What you will do:
The lines to print run from the top of the material below to the line with "# pick out one point per instance of the lollipop", inclusive; please copy them exactly, without pictures.

++++ Records for this task

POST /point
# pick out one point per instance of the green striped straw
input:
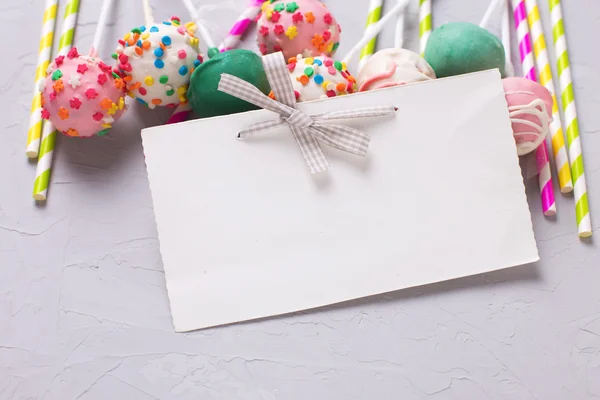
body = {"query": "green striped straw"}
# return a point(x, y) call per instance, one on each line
point(582, 211)
point(424, 23)
point(373, 17)
point(42, 173)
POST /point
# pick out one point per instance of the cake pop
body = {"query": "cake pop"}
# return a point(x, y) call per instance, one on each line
point(319, 77)
point(204, 95)
point(460, 48)
point(81, 95)
point(297, 27)
point(393, 67)
point(157, 60)
point(530, 108)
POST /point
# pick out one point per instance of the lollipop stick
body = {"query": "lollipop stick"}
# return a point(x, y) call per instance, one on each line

++++++++

Result below:
POST /point
# pick out one point per instance of the green striped straw
input:
body = {"query": "green striped straw"}
# return a point(x, y) call per instance, one on each line
point(582, 211)
point(424, 23)
point(373, 17)
point(42, 173)
POST /point
# pick out one point per instance of the cake pop
body = {"query": "cake pop"}
# return a point(x, y) call per instance, one on each line
point(319, 77)
point(204, 95)
point(460, 48)
point(81, 95)
point(297, 27)
point(393, 67)
point(157, 60)
point(530, 108)
POST /point
# pick out one point per instance of the lollipop stick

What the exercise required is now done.